■ **Tujuan**
Tulis ulang bagian penggalan tentang sikap negara-negara Arab terhadap Israel, yaitu semua yang ada mulai dari "Respons Liga Arab" hingga "bagi pertahanan mereka?", dengan mengganti "gerutuan" menjadi "keluhan".

Respons Liga Arab terhadap kebijakan yang secara langsung mengancam mereka sangatlah lemah, hal ini tidak mengejutkan mengingat reaksi mereka terhadap genosida Israel di Gaza.

Negara-negara Arab itu penyumbang 12 persen dari penjualan senjata Israel pada tahun 2024. Tidak ada satu pun kemitraan Arab-Israel yang memutuskan hubungan, sejak pecah perang 7 Oktober dan lebih memilih mengeluarkan pernyataan yang hanya terdengar semakin agresif namun tidak mengambil tindakan nyata.

Bahkan setelah serangan ilegal Israel baru-baru ini terhadap Hamas di Qatar , sulit membayangkan negara-negara otoriter Arab akan bertindak lebih dari sekadar gerutuan.

Mereka tersandera oleh pilihan, akankah memutuskan hubungan dengan Washington dan Tel Aviv atau berhenti membeli senjata bagi pertahanan mereka?

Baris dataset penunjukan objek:
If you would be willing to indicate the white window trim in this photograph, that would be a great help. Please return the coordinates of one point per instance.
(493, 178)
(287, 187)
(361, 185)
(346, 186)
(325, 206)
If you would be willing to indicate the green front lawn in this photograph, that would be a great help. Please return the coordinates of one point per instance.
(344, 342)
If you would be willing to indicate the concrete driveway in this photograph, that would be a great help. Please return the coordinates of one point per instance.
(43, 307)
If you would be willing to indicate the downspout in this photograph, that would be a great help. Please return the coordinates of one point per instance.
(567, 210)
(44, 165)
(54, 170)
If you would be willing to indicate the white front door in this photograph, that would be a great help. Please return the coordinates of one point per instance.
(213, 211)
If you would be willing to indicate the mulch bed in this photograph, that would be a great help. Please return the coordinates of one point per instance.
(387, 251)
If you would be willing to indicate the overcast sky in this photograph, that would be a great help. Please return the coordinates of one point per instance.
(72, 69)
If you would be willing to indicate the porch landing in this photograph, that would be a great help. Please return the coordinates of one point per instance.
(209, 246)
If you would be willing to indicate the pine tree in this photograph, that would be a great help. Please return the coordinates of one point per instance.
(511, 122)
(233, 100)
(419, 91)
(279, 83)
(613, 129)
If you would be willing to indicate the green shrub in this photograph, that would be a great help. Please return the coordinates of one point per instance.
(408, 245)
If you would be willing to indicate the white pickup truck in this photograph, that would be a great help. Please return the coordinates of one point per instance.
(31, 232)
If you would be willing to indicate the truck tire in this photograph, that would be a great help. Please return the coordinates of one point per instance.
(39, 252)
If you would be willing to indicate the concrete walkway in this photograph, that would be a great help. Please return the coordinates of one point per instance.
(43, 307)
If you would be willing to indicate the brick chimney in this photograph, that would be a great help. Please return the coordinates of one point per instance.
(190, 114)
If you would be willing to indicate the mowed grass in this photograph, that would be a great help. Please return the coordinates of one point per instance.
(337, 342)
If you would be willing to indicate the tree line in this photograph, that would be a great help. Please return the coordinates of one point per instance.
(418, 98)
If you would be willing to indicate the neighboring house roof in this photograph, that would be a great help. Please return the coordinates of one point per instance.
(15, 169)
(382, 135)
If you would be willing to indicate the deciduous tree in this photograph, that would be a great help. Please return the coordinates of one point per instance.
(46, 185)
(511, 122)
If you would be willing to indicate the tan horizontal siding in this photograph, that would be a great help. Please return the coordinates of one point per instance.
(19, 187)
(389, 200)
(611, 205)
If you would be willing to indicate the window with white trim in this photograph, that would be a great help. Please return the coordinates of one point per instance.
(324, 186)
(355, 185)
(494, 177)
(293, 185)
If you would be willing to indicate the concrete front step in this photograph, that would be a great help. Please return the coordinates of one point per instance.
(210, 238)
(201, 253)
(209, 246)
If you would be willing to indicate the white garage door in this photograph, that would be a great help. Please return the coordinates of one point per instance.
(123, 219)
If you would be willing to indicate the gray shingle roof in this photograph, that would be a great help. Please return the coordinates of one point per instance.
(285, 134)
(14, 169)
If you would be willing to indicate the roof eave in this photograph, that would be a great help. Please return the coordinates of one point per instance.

■ **Penyelesaian Masalah**
Respons Liga Arab terhadap kebijakan yang secara langsung mengancam mereka sangatlah lemah, hal ini tidak mengejutkan mengingat reaksi mereka terhadap genosida Israel di Gaza.

Negara-negara Arab itu penyumbang 12 persen dari penjualan senjata Israel pada tahun 2024. Tidak ada satu pun kemitraan Arab-Israel yang memutuskan hubungan, sejak pecah perang 7 Oktober dan lebih memilih mengeluarkan pernyataan yang hanya terdengar semakin agresif namun tidak mengambil tindakan nyata.

Bahkan setelah serangan ilegal Israel baru-baru ini terhadap Hamas di Qatar , sulit membayangkan negara-negara otoriter Arab akan bertindak lebih dari sekadar keluhan.

Mereka tersandera oleh pilihan, akankah memutuskan hubungan dengan Washington dan Tel Aviv atau berhenti membeli senjata bagi pertahanan mereka?